> Brano estratto:
■ ■ ■ ■

Questo, scrive Benedetto XVI, rende “capaci dell’altro”, possibile solo se l’altro vive dentro di me e ci si libera dalla “perversione” del possesso.
La pagina di Luca mostra con chiarezza la realtà di persone libere che si amano. Libere perché tutti e tre sono appassionati cercatori di Dio. Maria e Giuseppe che, passando attraverso la sensazione angosciosa dello smarrimento del ragazzo, devono farsi alunni di lui che, nella fede, sanno essere il Verbo, la Sapienza. E Gesù, cercatore appassionato della casa del Padre, incantato dall’apprendere le sue cose, quelle che parlano di Lui, deve vivere il suo sì eterno nella storia, sottoponendosi alla gradualità: “Scese dunque con loro e venne a Nazaret e stava loro sottomesso”.
E’ una realtà che si fa fatica a comprendere, ma il significato più autentico della famiglia e della casa è quello di essere luoghi dove, nella serenità e nella dolcezza di affetti intensi e sobri, si deve, prima di tutto, cercare Dio, quel Dio che è la casa e la fonte dell’amore.
Questa è la pagina con cui Luca termina il vangelo dell’infanzia del Signore. Il punto culmine nel racconto sta nei vv. 48 e 49, là dove l’evangelista parla di Maria e Giuseppe “stupiti”. Lo stupore è ben motivato con quello che è accaduto e che, al di là di ogni comprensione, ha generato angoscia e indotto al rimprovero.
Il fatto che Maria possa aver rimproverato Gesù anche dopo le grazie di luce che aveva ricevuto, mostra che la relazione di lui con il Padre le rimanesse misteriosa, perché la fede, anche quando è profonda e perseverante, è sempre impari davanti alla realtà misteriosa di Dio – che perciò filosofia e teologia dicono “trascendente”, al di sopra della capacità conoscitiva dell’intelligenza dell’uomo. Il testo del Vangelo sembra contrapporre la domanda: “Perché ci hai fatto questo?” alla risposta: “Perché mi cercavate?” e “Non sapevate?”, che fa concludere con l’annotazione: “Ma essi non compresero”.

■ ■ ■ ■

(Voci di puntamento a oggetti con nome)
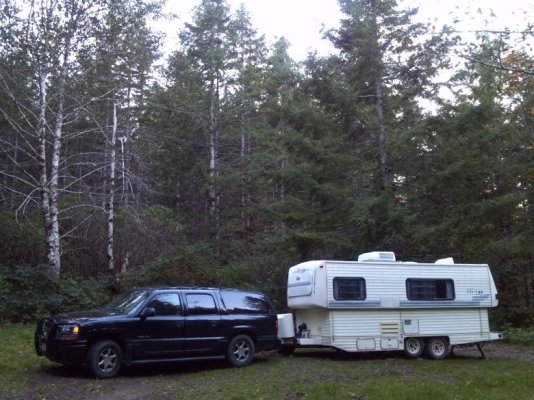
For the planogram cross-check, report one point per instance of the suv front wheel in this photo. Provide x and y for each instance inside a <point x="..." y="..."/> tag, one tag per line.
<point x="240" y="351"/>
<point x="104" y="359"/>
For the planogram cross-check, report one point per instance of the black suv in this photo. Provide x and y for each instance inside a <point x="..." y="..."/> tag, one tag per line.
<point x="162" y="324"/>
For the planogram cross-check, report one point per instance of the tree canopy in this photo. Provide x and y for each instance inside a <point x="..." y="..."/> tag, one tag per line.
<point x="231" y="161"/>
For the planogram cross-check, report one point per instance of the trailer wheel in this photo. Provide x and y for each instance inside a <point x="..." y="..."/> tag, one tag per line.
<point x="286" y="349"/>
<point x="438" y="348"/>
<point x="413" y="347"/>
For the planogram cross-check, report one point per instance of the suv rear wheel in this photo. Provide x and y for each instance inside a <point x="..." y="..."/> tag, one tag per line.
<point x="104" y="359"/>
<point x="240" y="351"/>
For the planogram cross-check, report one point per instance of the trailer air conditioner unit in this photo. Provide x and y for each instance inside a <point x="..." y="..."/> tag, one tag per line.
<point x="383" y="256"/>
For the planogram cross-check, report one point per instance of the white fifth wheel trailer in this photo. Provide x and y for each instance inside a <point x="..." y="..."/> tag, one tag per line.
<point x="380" y="304"/>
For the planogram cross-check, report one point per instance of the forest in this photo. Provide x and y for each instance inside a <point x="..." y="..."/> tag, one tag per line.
<point x="227" y="162"/>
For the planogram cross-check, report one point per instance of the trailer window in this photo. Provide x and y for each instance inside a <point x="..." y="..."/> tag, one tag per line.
<point x="349" y="289"/>
<point x="430" y="289"/>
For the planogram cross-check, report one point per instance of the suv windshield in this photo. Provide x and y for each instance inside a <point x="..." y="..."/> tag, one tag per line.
<point x="127" y="302"/>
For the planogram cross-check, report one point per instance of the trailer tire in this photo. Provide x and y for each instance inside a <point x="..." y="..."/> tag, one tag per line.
<point x="286" y="349"/>
<point x="438" y="348"/>
<point x="413" y="347"/>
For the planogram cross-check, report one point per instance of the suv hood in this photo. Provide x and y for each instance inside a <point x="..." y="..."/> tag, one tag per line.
<point x="82" y="316"/>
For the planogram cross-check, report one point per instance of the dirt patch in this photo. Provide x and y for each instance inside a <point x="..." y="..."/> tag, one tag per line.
<point x="162" y="382"/>
<point x="497" y="350"/>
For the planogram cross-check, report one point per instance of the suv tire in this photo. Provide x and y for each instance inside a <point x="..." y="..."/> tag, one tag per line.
<point x="240" y="351"/>
<point x="104" y="359"/>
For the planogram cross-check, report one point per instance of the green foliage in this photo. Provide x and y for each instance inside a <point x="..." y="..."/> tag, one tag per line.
<point x="521" y="335"/>
<point x="180" y="268"/>
<point x="19" y="288"/>
<point x="21" y="241"/>
<point x="30" y="292"/>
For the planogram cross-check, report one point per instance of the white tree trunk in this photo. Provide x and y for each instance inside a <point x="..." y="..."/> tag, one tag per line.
<point x="382" y="135"/>
<point x="111" y="209"/>
<point x="213" y="167"/>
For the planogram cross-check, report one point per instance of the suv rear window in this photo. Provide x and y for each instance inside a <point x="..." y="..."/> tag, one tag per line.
<point x="245" y="303"/>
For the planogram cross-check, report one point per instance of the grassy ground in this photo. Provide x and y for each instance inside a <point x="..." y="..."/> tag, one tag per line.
<point x="508" y="373"/>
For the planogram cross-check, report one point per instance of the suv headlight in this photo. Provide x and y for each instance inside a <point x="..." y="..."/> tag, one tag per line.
<point x="68" y="332"/>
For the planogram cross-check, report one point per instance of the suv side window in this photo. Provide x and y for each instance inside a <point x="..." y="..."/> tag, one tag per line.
<point x="166" y="304"/>
<point x="201" y="304"/>
<point x="245" y="303"/>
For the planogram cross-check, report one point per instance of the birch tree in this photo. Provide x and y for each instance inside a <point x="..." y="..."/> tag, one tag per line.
<point x="48" y="72"/>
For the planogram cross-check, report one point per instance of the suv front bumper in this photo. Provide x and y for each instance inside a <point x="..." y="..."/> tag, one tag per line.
<point x="63" y="352"/>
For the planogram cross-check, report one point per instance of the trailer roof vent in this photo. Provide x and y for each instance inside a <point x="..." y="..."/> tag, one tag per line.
<point x="383" y="256"/>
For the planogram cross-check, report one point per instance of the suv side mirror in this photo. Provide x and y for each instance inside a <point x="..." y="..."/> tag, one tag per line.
<point x="148" y="312"/>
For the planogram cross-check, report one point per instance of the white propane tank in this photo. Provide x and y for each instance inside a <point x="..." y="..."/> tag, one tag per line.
<point x="286" y="328"/>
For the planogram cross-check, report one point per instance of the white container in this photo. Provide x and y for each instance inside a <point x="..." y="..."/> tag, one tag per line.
<point x="286" y="328"/>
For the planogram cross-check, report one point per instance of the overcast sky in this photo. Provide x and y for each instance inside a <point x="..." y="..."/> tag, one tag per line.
<point x="301" y="21"/>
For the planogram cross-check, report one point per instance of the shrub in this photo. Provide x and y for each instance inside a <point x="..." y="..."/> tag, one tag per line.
<point x="29" y="292"/>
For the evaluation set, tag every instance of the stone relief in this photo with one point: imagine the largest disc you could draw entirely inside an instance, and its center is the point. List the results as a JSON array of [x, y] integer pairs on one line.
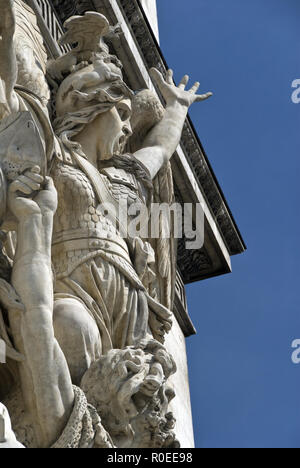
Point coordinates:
[[85, 306]]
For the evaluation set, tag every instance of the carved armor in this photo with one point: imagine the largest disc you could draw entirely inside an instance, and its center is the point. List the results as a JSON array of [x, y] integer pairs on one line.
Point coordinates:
[[83, 230]]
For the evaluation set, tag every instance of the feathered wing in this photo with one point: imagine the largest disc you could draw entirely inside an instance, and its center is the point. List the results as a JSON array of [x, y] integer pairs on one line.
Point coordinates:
[[86, 32]]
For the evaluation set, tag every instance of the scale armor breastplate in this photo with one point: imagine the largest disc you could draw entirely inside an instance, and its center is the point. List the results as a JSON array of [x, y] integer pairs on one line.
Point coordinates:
[[81, 230]]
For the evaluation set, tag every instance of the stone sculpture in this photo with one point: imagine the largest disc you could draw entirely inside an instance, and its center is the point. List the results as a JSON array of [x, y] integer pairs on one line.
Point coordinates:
[[85, 304]]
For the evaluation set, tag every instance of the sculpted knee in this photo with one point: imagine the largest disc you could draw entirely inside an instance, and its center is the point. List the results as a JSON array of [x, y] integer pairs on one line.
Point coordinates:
[[77, 335]]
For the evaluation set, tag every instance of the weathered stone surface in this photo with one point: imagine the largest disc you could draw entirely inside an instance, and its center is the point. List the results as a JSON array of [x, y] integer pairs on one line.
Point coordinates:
[[93, 370]]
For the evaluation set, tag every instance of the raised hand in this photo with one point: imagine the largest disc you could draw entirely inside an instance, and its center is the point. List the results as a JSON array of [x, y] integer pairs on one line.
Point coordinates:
[[32, 194], [172, 93]]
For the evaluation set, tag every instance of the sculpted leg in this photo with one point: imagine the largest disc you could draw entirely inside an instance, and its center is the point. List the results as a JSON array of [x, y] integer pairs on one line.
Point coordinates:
[[77, 335]]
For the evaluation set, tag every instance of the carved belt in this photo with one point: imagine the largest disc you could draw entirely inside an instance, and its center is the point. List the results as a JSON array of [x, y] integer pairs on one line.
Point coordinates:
[[90, 244]]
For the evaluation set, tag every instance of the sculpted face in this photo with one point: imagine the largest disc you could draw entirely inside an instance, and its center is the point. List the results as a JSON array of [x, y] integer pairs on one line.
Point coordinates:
[[113, 130]]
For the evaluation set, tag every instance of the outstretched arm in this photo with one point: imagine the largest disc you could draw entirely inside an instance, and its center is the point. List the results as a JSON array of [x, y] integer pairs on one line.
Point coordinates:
[[8, 62], [33, 202], [162, 141]]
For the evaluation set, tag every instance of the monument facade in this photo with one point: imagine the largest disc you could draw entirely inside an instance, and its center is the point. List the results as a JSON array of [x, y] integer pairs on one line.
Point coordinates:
[[95, 139]]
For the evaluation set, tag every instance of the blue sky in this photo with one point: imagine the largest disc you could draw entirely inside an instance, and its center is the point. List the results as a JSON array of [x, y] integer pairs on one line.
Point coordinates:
[[245, 388]]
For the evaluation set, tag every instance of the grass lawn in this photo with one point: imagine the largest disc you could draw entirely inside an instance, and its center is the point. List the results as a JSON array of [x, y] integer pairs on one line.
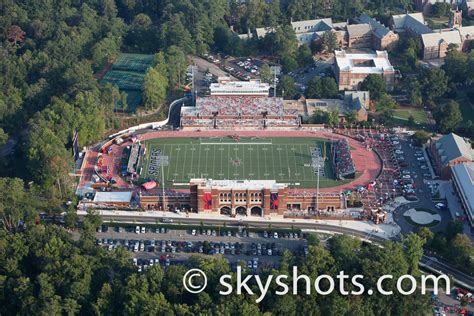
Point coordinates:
[[465, 105], [418, 114], [427, 210], [412, 223], [286, 160], [437, 22]]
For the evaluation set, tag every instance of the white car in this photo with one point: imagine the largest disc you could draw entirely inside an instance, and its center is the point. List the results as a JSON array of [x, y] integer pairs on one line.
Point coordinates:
[[439, 206]]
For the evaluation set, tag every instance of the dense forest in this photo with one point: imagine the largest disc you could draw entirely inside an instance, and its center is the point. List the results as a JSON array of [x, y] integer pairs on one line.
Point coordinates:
[[44, 271]]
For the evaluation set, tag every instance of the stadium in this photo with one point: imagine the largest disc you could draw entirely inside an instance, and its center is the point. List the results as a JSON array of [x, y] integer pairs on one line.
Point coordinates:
[[228, 159]]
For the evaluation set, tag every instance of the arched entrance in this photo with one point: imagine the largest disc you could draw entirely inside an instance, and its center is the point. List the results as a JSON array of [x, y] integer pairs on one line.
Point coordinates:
[[256, 211], [241, 211], [225, 210]]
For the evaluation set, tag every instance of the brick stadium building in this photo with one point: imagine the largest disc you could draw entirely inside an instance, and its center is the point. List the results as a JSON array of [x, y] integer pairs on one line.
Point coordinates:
[[232, 197]]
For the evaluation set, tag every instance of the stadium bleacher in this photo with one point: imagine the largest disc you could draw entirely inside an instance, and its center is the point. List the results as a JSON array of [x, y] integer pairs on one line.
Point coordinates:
[[234, 111]]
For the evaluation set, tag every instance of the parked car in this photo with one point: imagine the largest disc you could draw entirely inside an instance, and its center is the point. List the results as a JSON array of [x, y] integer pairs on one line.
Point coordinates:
[[440, 206]]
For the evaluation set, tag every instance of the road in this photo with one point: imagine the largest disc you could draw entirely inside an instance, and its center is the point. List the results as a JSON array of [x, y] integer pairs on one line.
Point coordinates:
[[202, 67], [436, 265]]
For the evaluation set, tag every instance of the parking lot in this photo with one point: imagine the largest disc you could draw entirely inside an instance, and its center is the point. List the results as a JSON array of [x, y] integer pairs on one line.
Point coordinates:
[[162, 246]]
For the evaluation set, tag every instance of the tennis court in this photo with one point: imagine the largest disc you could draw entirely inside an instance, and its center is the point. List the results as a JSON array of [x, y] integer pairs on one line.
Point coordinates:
[[124, 80], [133, 62], [128, 74]]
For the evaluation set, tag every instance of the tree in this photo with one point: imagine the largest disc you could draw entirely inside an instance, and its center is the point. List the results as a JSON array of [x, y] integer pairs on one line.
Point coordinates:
[[351, 117], [456, 66], [286, 87], [376, 85], [454, 228], [314, 88], [329, 88], [385, 106], [329, 41], [440, 9], [414, 93], [304, 56], [285, 42], [289, 63], [3, 137], [421, 137], [154, 89], [461, 251], [333, 117], [413, 251], [434, 84], [448, 117]]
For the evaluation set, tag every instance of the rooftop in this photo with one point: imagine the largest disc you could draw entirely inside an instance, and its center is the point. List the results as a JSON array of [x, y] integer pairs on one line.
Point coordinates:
[[451, 147], [111, 197], [312, 25], [239, 184], [378, 28], [225, 86], [412, 21], [464, 174], [356, 63]]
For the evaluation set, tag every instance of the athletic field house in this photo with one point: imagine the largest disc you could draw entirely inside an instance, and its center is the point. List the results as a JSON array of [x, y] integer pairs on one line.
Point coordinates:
[[235, 154], [252, 173]]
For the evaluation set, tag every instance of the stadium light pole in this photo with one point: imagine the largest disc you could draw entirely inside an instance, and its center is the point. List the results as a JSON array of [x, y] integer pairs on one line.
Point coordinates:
[[317, 191], [163, 184]]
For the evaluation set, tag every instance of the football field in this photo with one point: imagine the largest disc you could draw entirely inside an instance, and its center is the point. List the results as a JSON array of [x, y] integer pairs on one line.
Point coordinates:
[[286, 160]]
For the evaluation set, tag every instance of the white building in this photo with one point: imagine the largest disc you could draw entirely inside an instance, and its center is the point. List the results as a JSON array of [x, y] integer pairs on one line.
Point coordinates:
[[227, 87], [352, 69]]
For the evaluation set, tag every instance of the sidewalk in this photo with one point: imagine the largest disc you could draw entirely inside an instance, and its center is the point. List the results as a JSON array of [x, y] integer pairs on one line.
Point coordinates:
[[385, 231], [446, 191]]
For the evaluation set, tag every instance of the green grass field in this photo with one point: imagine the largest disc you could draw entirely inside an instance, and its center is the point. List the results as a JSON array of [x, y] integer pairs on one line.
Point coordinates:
[[286, 160]]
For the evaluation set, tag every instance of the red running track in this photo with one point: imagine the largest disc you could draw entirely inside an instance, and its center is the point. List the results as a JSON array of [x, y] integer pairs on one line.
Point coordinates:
[[367, 163]]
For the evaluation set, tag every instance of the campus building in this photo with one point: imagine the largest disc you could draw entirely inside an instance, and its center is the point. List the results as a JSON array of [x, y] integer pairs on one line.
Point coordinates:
[[381, 37], [448, 151], [227, 87], [243, 197], [435, 42], [238, 105], [311, 30], [352, 69], [357, 101], [463, 181]]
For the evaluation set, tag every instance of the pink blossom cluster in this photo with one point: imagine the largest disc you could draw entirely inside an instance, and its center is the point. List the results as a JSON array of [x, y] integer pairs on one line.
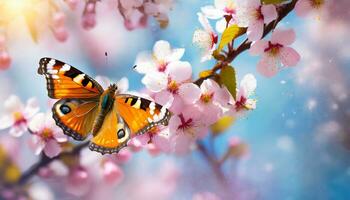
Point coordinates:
[[168, 81], [136, 12], [254, 16]]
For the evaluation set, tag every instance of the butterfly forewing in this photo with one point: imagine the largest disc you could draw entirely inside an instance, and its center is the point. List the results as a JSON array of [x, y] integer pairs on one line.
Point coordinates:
[[65, 81]]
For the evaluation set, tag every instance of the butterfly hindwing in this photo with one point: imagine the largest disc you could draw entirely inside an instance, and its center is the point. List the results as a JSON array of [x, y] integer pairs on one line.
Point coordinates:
[[141, 114], [113, 134], [65, 81], [75, 117]]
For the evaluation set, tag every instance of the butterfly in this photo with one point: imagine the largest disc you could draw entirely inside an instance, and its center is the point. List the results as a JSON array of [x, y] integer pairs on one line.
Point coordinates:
[[85, 108]]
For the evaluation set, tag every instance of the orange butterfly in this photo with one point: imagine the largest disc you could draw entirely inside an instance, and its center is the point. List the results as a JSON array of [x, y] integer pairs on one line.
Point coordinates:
[[85, 107]]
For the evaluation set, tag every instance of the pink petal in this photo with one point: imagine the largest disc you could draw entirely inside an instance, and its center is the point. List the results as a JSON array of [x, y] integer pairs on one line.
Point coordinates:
[[267, 66], [255, 30], [155, 81], [258, 47], [269, 12], [179, 71], [189, 92], [303, 8], [52, 148], [6, 121], [161, 50], [289, 57], [112, 174], [284, 37]]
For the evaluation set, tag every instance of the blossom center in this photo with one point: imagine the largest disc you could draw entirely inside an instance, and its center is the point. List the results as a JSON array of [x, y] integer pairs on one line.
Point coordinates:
[[173, 86], [185, 124], [240, 104], [273, 49], [19, 118], [207, 97]]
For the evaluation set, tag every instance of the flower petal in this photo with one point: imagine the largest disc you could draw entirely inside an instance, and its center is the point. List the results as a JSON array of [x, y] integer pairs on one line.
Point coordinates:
[[303, 8], [211, 12], [161, 50], [179, 71], [289, 57], [6, 121], [155, 81], [269, 12], [189, 92], [52, 148], [284, 37], [255, 30], [267, 66], [258, 47]]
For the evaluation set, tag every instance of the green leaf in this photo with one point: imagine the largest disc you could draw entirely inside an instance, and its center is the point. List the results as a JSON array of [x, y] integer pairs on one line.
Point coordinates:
[[228, 79], [272, 1], [228, 35]]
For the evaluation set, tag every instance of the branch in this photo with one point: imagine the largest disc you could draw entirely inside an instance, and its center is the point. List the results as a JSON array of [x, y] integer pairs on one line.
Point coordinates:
[[245, 45], [44, 161]]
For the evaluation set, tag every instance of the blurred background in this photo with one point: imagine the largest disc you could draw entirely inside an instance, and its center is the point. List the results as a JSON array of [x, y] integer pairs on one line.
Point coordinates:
[[298, 136]]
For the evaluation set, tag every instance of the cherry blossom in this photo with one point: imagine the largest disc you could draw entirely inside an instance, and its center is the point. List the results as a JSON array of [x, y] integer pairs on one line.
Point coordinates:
[[158, 60], [252, 14], [221, 9], [205, 38], [243, 101], [306, 7], [46, 135], [275, 51], [185, 128], [16, 115], [209, 98]]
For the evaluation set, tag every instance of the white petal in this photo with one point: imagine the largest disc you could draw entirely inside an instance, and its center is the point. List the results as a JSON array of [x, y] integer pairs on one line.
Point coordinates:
[[211, 12], [155, 81], [6, 121], [162, 50], [221, 25]]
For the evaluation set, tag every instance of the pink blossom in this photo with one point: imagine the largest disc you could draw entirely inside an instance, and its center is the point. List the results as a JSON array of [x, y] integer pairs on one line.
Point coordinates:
[[220, 9], [205, 38], [78, 181], [16, 115], [275, 51], [252, 14], [5, 60], [112, 174], [46, 135], [158, 60], [306, 7], [89, 15], [185, 128], [209, 98], [243, 101]]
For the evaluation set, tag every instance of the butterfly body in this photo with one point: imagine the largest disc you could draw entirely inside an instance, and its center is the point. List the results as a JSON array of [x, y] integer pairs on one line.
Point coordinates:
[[85, 108]]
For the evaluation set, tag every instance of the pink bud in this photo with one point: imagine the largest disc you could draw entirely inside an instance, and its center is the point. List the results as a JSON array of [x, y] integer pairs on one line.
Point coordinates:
[[5, 60], [112, 174], [58, 19], [61, 33]]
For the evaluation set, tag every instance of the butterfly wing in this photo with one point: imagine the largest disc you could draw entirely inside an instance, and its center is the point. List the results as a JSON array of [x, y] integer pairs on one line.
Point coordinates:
[[75, 117], [141, 114], [65, 81], [113, 134]]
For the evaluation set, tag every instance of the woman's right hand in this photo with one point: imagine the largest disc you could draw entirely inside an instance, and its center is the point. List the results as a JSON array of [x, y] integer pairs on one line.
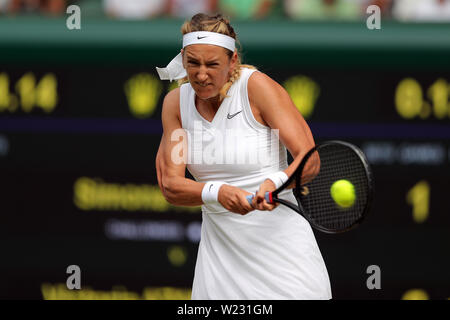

■ ■ ■ ■

Riporta tra virgolette tutte le frasi interrogative citate nel brano sul vangelo dell'infanzia secondo Luca.

"Perché ci hai fatto questo?"
"Perché mi cercavate?"
"Non sapevate?"